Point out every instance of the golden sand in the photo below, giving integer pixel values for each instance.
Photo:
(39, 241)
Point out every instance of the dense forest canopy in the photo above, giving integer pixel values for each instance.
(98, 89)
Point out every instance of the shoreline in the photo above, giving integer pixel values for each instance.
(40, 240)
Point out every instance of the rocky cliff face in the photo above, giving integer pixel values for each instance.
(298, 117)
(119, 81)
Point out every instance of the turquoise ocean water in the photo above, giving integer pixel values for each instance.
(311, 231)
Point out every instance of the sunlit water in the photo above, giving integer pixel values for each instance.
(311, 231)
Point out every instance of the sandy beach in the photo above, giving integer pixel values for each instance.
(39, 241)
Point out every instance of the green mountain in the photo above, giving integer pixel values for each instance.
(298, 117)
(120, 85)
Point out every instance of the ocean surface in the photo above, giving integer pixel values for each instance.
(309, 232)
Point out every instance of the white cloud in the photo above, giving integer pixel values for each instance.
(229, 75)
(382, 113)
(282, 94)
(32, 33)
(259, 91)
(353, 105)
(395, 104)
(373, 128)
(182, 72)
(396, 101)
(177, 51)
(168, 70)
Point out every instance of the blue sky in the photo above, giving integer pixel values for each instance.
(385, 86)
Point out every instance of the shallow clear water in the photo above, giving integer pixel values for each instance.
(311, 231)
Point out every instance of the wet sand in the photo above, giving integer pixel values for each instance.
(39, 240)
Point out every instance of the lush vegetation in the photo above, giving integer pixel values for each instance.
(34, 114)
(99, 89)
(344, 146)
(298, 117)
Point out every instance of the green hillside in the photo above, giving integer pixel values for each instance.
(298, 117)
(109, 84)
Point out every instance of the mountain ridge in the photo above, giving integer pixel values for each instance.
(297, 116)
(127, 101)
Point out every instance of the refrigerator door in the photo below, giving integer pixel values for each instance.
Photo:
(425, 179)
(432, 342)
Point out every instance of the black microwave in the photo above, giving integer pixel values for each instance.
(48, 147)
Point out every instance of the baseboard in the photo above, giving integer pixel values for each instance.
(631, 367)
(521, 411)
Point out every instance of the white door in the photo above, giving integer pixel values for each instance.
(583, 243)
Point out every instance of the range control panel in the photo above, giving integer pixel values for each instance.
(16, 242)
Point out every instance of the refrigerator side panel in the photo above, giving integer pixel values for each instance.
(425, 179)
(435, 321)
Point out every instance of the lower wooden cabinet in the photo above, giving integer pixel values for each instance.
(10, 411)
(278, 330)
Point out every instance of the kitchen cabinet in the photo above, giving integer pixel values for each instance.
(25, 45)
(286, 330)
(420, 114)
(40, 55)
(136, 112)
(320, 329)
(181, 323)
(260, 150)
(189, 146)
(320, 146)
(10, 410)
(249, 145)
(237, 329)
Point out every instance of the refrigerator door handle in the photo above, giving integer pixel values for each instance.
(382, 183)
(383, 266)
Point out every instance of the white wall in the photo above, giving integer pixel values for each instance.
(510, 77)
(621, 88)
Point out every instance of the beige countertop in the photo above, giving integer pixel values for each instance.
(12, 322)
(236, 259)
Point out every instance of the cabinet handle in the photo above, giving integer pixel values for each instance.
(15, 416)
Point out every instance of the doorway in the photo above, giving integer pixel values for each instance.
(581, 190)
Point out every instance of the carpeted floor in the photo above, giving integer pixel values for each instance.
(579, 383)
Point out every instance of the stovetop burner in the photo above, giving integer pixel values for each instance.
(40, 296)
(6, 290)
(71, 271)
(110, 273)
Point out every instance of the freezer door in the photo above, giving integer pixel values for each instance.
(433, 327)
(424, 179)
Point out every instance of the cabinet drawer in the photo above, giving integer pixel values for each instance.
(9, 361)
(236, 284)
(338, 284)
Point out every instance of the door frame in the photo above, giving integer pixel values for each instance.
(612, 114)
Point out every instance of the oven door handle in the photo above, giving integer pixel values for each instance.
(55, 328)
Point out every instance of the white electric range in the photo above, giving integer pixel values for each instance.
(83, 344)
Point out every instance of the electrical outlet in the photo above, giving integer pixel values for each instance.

###

**Task to complete**:
Retype the material in full. Keep every character as it is.

**Result of this exercise**:
Point out every instance of the golden sand in the photo below, giving integer pixel values for each instance.
Photo:
(39, 241)
Point out every instance of the dense forest canopy in the photo above, giving integer pixel values for each instance.
(98, 89)
Point out every instance of the shoreline in the photo above, giving integer pixel values for each instance.
(40, 240)
Point out every instance of the rocky cliff face in the photo above, giving integer pixel values for each instance.
(298, 117)
(119, 81)
Point out every instance of the turquoise ocean water in the photo above, giving integer pixel values for each instance.
(311, 231)
Point out every instance of the sunlit water in the photo above, giving integer pixel values for each instance.
(311, 231)
Point out every instance of the sandy beach in the photo above, giving integer pixel values for each instance.
(39, 241)
Point out every instance of the green mountain in the photo above, giving integer pixel values for each instance.
(298, 117)
(120, 85)
Point out every instance of the ocean surface in the photo above, giving integer pixel values for each instance.
(309, 232)
Point out every instance of the white cloud in the photo above, giving integer pixel values for each instance.
(229, 75)
(382, 113)
(282, 94)
(32, 33)
(259, 91)
(353, 105)
(395, 104)
(373, 128)
(182, 72)
(396, 101)
(177, 51)
(168, 70)
Point out every instance of the blue sky in the photo above, giving integer pixel values for each instance.
(385, 86)
Point out every instance of the shallow clear water in the photo above, giving integer pixel values for each instance.
(311, 231)
Point out every instance of the wet sand in the photo above, giving integer pixel values for each instance.
(39, 240)
Point out every instance of the lush vegetation in the photo above, giving integer pixel values for each instance.
(34, 114)
(99, 89)
(344, 146)
(298, 117)
Point out every instance of the green hillside in the photo above, giving integer pixel values for each instance.
(298, 117)
(109, 84)
Point out every instance of the mountain ridge in the photo above, giving integer pixel values for each instance.
(297, 116)
(127, 101)
Point out every instance of the refrigerator door in the photo below, giving integer pixel values for each instance.
Photo:
(425, 179)
(432, 342)
Point out every instance of the black microwave in the photo above, giving integer pixel values for each instance.
(48, 147)
Point out every instance of the baseboard in the photo above, giving integer pixel values for each instance.
(631, 367)
(521, 411)
Point out every instance of the white door in the photo above, giving integer pixel values for each instance.
(583, 243)
Point out every instance of the range control panel in the photo above, giving integer pixel values for each instance.
(16, 242)
Point out every instance of the refrigerator side panel in the photo above, giving integer pixel values for each instance.
(425, 179)
(435, 321)
Point out every instance of the lower wooden cabinet in the photo above, giving integer pixel values for each instance.
(10, 411)
(278, 330)
Point out every instance of the kitchen cabinet in the photo above, giving integer pixel values for each instance.
(25, 45)
(286, 330)
(420, 114)
(40, 55)
(136, 112)
(320, 329)
(181, 323)
(260, 150)
(189, 146)
(320, 146)
(10, 410)
(249, 145)
(237, 329)
Point out every instance of the refrigerator door handle in the photo above, giving integer pixel values for each instance.
(382, 183)
(383, 266)
Point out every instance of the white wall in the photo above, giving integer pixel values for each instance.
(510, 77)
(621, 88)
Point out every instance of the beige countertop in the photo above, giving integer pixel values for each instance.
(12, 322)
(236, 259)
Point out every instance of the cabinet handle in the photo above, giving integer pixel values for each instance.
(15, 416)
Point out every instance of the doorway in the photo above, giving integer pixel values for each instance.
(581, 190)
Point out every instance of the carpeted floor in the photo above, giving integer pixel values for each instance.
(579, 383)
Point out every instance of the stovetop burner in the photo above, giving integer pixel values for each instance.
(40, 296)
(6, 290)
(71, 271)
(110, 273)
Point out every instance of the freezer door in the photo above, giving integer pixel values for each instance.
(433, 327)
(424, 179)
Point out every instance of the cabinet drawer in the photo above, giving integer pixel values for each instance.
(9, 361)
(236, 284)
(338, 284)
Point out every instance of the door frame in the photo above, giving integer pixel values for each instance.
(612, 114)
Point out every instance of the oven door handle in the photo above, giving integer pixel values for each instance.
(55, 328)
Point out every instance of the white electric range in the photo above, giving integer pixel values for each instance.
(83, 344)
Point out every instance of the electrical outlet in the photo above, giving integer pixel values for each instance.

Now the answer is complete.